• Description of the task:
Each entry that follows must be output without any deviation.
/---
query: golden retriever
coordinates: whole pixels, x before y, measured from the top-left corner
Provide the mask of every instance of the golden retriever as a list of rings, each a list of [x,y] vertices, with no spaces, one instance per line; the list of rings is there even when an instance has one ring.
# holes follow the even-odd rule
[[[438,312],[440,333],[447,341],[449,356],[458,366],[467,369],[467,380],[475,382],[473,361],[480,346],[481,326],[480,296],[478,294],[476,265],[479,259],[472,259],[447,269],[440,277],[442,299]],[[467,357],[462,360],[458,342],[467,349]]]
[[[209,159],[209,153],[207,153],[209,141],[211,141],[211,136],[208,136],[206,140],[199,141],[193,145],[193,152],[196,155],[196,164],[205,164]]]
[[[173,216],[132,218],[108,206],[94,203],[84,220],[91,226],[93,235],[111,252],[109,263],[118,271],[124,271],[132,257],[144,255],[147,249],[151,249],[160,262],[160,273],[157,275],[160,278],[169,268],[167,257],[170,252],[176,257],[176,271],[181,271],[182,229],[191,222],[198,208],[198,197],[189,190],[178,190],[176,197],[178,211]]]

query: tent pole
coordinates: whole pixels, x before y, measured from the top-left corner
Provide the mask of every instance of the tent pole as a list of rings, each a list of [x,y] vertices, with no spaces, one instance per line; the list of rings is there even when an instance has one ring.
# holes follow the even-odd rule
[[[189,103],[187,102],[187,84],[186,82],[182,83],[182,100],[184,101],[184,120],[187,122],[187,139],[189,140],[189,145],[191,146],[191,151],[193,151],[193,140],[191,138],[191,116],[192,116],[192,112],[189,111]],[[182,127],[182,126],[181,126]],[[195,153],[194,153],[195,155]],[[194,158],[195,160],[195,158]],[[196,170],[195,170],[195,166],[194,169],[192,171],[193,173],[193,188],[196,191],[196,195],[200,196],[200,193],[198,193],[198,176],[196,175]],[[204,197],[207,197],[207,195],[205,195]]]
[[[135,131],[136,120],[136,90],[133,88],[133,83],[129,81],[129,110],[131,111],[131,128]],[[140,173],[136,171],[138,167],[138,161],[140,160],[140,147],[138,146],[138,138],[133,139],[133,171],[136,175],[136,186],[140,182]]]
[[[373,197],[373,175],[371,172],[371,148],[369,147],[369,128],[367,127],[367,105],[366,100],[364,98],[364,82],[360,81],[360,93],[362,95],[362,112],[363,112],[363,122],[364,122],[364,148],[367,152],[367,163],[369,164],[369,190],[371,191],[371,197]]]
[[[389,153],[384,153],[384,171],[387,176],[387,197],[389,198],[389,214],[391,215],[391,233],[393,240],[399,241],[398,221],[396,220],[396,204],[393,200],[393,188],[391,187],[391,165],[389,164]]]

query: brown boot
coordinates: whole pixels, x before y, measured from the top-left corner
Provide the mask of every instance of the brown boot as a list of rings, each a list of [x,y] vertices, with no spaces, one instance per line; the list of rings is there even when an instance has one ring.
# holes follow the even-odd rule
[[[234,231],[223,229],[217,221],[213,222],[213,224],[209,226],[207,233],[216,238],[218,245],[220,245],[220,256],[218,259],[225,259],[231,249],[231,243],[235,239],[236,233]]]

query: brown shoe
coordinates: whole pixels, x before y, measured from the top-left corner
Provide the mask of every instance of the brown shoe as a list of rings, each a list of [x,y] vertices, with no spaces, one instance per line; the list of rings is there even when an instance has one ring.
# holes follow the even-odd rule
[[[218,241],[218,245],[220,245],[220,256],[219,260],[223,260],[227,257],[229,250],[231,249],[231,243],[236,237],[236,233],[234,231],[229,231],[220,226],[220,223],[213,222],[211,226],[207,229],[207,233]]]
\---
• Task result:
query: golden retriever
coordinates: whole pixels, x before y, measured from the top-left corner
Provide the mask of every instance of the golden retriever as a list of rings, each a list of [x,y] vertices, with no spaces, one instance per line; the list of rings is there even when an instance has one ring.
# holes follow the even-odd rule
[[[438,312],[440,333],[447,341],[449,356],[458,366],[467,369],[467,380],[475,382],[473,361],[480,346],[481,326],[480,296],[478,294],[476,265],[479,259],[472,259],[447,269],[440,277],[442,299]],[[467,357],[462,360],[458,342],[467,349]]]
[[[209,159],[209,153],[207,153],[209,141],[211,141],[211,136],[208,136],[206,140],[199,141],[193,145],[193,152],[196,155],[196,164],[205,164]]]
[[[173,216],[132,218],[108,206],[94,203],[84,220],[91,226],[93,235],[111,252],[109,263],[118,271],[124,271],[132,257],[144,255],[147,249],[151,249],[160,262],[160,273],[157,275],[160,278],[169,268],[167,257],[170,252],[176,257],[176,271],[181,271],[182,229],[191,222],[198,208],[198,197],[189,190],[178,190],[176,197],[178,211]]]

query: tent pole
coordinates: whole pixels, x before y, measured from the top-left corner
Provide the mask of every instance of the tent pole as a list of rings, each a list of [x,y] vertices, with no spaces, one instance per line; the list of rings is there even when an instance has one ring.
# holes follow the even-odd rule
[[[189,103],[187,102],[187,84],[186,82],[182,83],[182,100],[184,101],[184,120],[187,122],[187,139],[189,140],[189,145],[191,146],[191,151],[193,151],[193,140],[191,138],[191,116],[192,116],[192,112],[189,111]],[[182,127],[182,126],[181,126]],[[195,153],[194,153],[195,155]],[[194,158],[195,160],[195,158]],[[196,170],[195,170],[195,166],[194,169],[192,171],[193,173],[193,188],[196,191],[196,195],[200,196],[200,193],[198,193],[198,176],[196,175]],[[204,197],[207,197],[207,195],[205,195]]]
[[[135,131],[136,120],[136,90],[133,88],[133,83],[129,81],[129,110],[131,111],[131,128]],[[140,173],[136,171],[138,167],[138,161],[140,160],[140,147],[138,146],[138,138],[133,139],[133,171],[136,175],[136,186],[140,182]]]
[[[373,197],[373,175],[371,172],[371,148],[369,147],[369,128],[367,127],[367,105],[366,100],[364,98],[364,82],[360,81],[360,93],[362,95],[362,112],[363,112],[363,122],[364,122],[364,148],[367,152],[367,163],[369,164],[369,190],[371,191],[371,197]]]
[[[389,153],[384,153],[384,171],[387,176],[387,197],[389,198],[389,214],[391,215],[391,233],[393,240],[399,241],[398,221],[396,220],[396,204],[393,200],[393,188],[391,187],[391,165],[389,164]]]

query: brown boot
coordinates: whole pixels, x before y, measured from the top-left corner
Provide the mask of every instance of the brown boot as a list of rings, each a list of [x,y] vertices, with no spaces, one instance per line; the list of rings is there even when an instance has one ring.
# holes follow the even-odd rule
[[[234,231],[223,229],[217,221],[213,222],[213,224],[209,226],[207,233],[216,238],[218,245],[220,245],[220,256],[218,259],[225,259],[231,249],[231,243],[235,239],[236,233]]]

query: brown shoe
coordinates: whole pixels, x before y, measured from the top-left corner
Provide the mask of every instance of the brown shoe as a list of rings, each a list of [x,y] vertices, with no spaces, one instance per line; the list of rings is there even when an instance has one ring.
# holes follow the even-odd rule
[[[218,241],[218,245],[220,245],[220,256],[219,260],[223,260],[227,257],[229,250],[231,249],[231,243],[236,237],[236,233],[234,231],[229,231],[220,226],[220,223],[213,222],[211,226],[207,229],[207,233]]]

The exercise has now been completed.